-- EXTRACTED INFORMATION --

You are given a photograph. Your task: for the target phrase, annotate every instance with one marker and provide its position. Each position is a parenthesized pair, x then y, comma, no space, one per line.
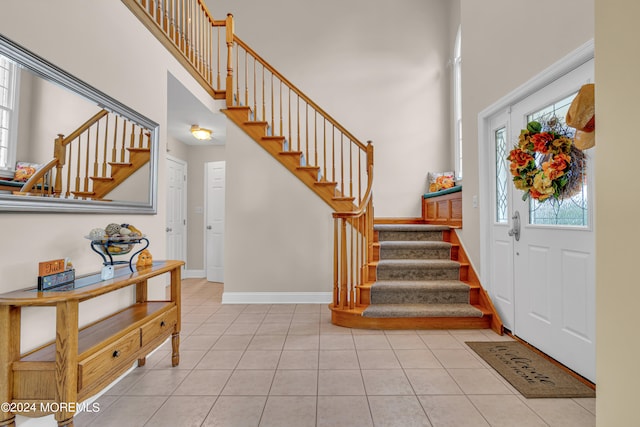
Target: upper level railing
(189,32)
(206,47)
(324,143)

-- PROBLEM --
Except for the pictures, please retype the listing above exactly.

-- PROBLEM SOLUTION --
You are given a photograph. Your task: for the target phrase, annotate every instance with one marker and provide its position. Each position is a parenthesized pair, x then y, comma, no space, one per line.
Target: upper level railing
(189,32)
(206,47)
(324,143)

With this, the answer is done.